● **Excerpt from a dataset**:
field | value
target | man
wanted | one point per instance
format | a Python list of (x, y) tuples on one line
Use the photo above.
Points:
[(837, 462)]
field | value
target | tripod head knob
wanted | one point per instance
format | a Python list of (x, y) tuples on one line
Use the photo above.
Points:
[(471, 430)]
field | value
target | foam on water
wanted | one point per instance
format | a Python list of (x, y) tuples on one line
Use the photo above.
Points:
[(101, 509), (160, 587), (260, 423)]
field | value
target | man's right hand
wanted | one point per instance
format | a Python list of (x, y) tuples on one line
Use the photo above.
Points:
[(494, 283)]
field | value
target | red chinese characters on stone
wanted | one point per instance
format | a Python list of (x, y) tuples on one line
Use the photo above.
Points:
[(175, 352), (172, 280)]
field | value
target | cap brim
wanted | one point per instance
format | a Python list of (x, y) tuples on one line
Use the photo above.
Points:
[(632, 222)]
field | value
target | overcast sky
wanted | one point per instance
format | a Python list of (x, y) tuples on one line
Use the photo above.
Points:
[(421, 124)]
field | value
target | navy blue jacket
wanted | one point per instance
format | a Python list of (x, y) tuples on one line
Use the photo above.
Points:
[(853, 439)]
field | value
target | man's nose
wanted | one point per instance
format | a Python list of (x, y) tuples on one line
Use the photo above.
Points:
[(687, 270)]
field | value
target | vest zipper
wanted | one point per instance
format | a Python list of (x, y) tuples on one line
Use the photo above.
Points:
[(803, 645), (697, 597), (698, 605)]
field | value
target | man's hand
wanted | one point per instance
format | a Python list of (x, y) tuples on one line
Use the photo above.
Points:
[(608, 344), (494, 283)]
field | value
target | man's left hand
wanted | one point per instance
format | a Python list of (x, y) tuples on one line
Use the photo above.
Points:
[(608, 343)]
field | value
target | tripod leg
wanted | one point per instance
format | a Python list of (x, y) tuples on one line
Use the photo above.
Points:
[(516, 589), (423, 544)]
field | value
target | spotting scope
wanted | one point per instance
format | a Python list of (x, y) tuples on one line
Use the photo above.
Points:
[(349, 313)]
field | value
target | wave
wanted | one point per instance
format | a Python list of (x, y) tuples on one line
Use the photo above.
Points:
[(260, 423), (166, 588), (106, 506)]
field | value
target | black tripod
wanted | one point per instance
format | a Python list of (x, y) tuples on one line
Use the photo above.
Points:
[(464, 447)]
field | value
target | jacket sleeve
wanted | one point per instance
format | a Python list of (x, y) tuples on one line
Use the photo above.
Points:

● **Exercise description**:
Could you rewrite the records above with every "one point per instance" changed to "a single point for each instance" and nothing else altered?

● **Completed task**:
field | value
target | man
wanted | a single point for each instance
format | a Python list of (x, y) tuples on one line
Use the photo above.
Points:
[(837, 462)]
field | value
target | tripod head knob
wanted | a single point for each instance
format | a Python list of (x, y) tuples on one line
Use the photo above.
Points:
[(471, 430)]
field | value
target | foam on water
wanted | a single point for each instance
format | a Python list of (x, y) tuples on one line
Use the photo above.
Points:
[(101, 509), (160, 587), (260, 423)]
field | value
target | man's right hand
wanted | a single point for each instance
format | a Python list of (x, y) tuples on one line
Use the photo above.
Points:
[(494, 283)]
field | value
target | red chinese characters on stone
wanted | a single point for each instance
format | a Python list of (x, y) tuples on one line
Use the photo above.
Points:
[(175, 352), (172, 280)]
field | value
target | cap brim
wanted | a single point for each instance
format | a Python list of (x, y) tuples on one line
Use the photo above.
Points:
[(632, 222)]
field | value
target | overcast sky
wanted | a single point for each instance
format | a Python list of (x, y) tuples on one line
Use the photo above.
Points:
[(421, 124)]
field | value
target | navy blue jacket
wanted | a single point for each instance
format | a Python list of (x, y) tuples on one line
Use the photo above.
Points:
[(853, 439)]
field | value
target | man's nose
wanted | a single point for each instance
format | a Python list of (x, y) tuples on one line
Use the photo above.
Points:
[(687, 270)]
field | value
target | vest zipper
wanted | a single point for each instance
format | a Python list of (x, y) tuples on one line
Use the photo above.
Points:
[(803, 645), (697, 597), (698, 605)]
field | value
target | man's hand
wanted | a single point for each instance
format | a Python list of (x, y) tuples on one line
Use the photo above.
Points:
[(608, 344), (494, 283)]
field | value
target | man's left hand
wanted | a single point for each instance
format | a Python list of (x, y) tuples on one line
Use the photo above.
Points:
[(608, 343)]
field | value
target | tripod leg
wanted | a single point for each instance
format | a Python list of (x, y) tuples on one line
Use the photo above.
Points:
[(516, 589), (423, 544)]
field | value
target | spotting scope
wanted | a single point for each instance
format | a Python list of (x, y) tuples on one line
Use the photo above.
Points:
[(349, 313)]
field | value
target | wave
wanted | a single point for each instance
format | a Python list of (x, y) tuples on one line
Use the photo above.
Points:
[(260, 423), (166, 588), (106, 506)]
field | value
target | black tripod
wanted | a single point for each instance
format | a Python list of (x, y) tuples on one line
Use the photo above.
Points:
[(464, 447)]
field | value
target | jacket sleeve
wanted | a single point for each instance
format | a Python list of (x, y) tuples on one line
Use the photo above.
Points:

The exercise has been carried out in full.